Reproduce every line of the listing below, replacing "mask" with "region" wherever it occurs and keeping all other text unchanged.

— start MATERIAL FOR THE TASK —

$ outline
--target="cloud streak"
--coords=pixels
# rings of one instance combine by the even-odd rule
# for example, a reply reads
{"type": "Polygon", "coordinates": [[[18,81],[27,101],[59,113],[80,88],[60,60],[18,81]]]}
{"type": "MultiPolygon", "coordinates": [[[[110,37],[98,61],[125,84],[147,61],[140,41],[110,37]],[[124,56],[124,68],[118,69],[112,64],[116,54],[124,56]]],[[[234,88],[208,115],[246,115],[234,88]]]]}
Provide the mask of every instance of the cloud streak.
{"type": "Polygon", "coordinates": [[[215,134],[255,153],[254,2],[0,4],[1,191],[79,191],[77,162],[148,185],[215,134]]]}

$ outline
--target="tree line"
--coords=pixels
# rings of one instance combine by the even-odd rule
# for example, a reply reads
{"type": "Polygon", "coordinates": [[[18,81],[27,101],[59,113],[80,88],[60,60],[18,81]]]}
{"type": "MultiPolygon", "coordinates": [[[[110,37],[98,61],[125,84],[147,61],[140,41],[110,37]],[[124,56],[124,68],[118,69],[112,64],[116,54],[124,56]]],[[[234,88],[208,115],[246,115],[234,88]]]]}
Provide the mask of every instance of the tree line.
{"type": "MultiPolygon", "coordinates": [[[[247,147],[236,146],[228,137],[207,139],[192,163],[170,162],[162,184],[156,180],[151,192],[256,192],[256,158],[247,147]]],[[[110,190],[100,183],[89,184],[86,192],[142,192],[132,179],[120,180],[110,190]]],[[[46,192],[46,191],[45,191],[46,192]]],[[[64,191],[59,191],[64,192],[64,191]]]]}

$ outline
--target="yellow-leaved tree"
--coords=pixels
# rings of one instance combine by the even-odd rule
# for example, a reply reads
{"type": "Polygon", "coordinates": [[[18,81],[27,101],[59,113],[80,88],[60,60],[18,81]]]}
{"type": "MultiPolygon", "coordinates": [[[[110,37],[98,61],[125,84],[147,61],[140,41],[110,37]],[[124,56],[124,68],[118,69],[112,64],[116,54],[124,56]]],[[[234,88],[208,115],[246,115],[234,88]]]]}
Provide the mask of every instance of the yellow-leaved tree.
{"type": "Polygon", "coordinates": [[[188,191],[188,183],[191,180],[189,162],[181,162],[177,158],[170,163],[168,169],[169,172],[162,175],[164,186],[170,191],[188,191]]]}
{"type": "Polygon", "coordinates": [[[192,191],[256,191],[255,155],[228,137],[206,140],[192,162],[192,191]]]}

— end MATERIAL FOR THE TASK —

RESULT OF THIS EXERCISE
$ outline
--target="cloud streak"
--coords=pixels
# rings of one instance combine by the even-odd rule
# for example, a reply reads
{"type": "Polygon", "coordinates": [[[18,81],[27,101],[59,113],[80,88],[60,60],[18,81]]]}
{"type": "MultiPolygon", "coordinates": [[[[110,37],[98,61],[125,84],[147,61],[140,41],[110,37]],[[124,56],[124,68],[118,69],[112,64],[116,54],[124,56]]],[[[234,88],[208,115],[246,115],[234,88]]]]}
Provide the region of every instance of the cloud streak.
{"type": "Polygon", "coordinates": [[[215,134],[255,153],[254,2],[0,4],[1,191],[79,191],[77,162],[148,185],[215,134]]]}

$ outline
--target="tree line"
--coords=pixels
# rings of one instance combine by the even-odd rule
# for example, a reply reads
{"type": "Polygon", "coordinates": [[[18,81],[27,101],[59,113],[80,88],[60,60],[18,81]]]}
{"type": "MultiPolygon", "coordinates": [[[[110,37],[98,61],[125,84],[147,61],[140,41],[110,37]],[[124,56],[124,68],[118,69],[112,64],[116,54],[124,56]]],[[[234,88],[208,115],[246,115],[234,88]]]]}
Provide the region of every instance of the tree line.
{"type": "MultiPolygon", "coordinates": [[[[247,147],[236,146],[228,137],[207,139],[192,163],[170,162],[162,184],[156,180],[151,192],[256,192],[256,158],[247,147]]],[[[110,190],[100,183],[89,184],[86,192],[142,192],[132,179],[120,180],[110,190]]],[[[46,192],[46,191],[45,191],[46,192]]],[[[64,191],[59,191],[64,192],[64,191]]]]}

$ outline
--target="yellow-leaved tree"
--coords=pixels
# rings of one instance combine by the even-odd rule
# for example, a reply reads
{"type": "Polygon", "coordinates": [[[18,81],[27,101],[59,113],[80,88],[60,60],[18,81]]]}
{"type": "MultiPolygon", "coordinates": [[[[110,37],[98,61],[125,84],[147,61],[140,41],[110,37]],[[124,56],[124,68],[118,69],[112,64],[116,54],[124,56]]],[[[234,88],[208,115],[246,115],[234,88]]]]}
Provide the region of every instance of the yellow-leaved tree.
{"type": "Polygon", "coordinates": [[[188,191],[188,183],[191,180],[189,162],[181,162],[177,158],[170,163],[168,169],[169,172],[162,175],[164,186],[170,191],[188,191]]]}
{"type": "Polygon", "coordinates": [[[192,191],[256,191],[255,155],[228,137],[206,140],[192,162],[192,191]]]}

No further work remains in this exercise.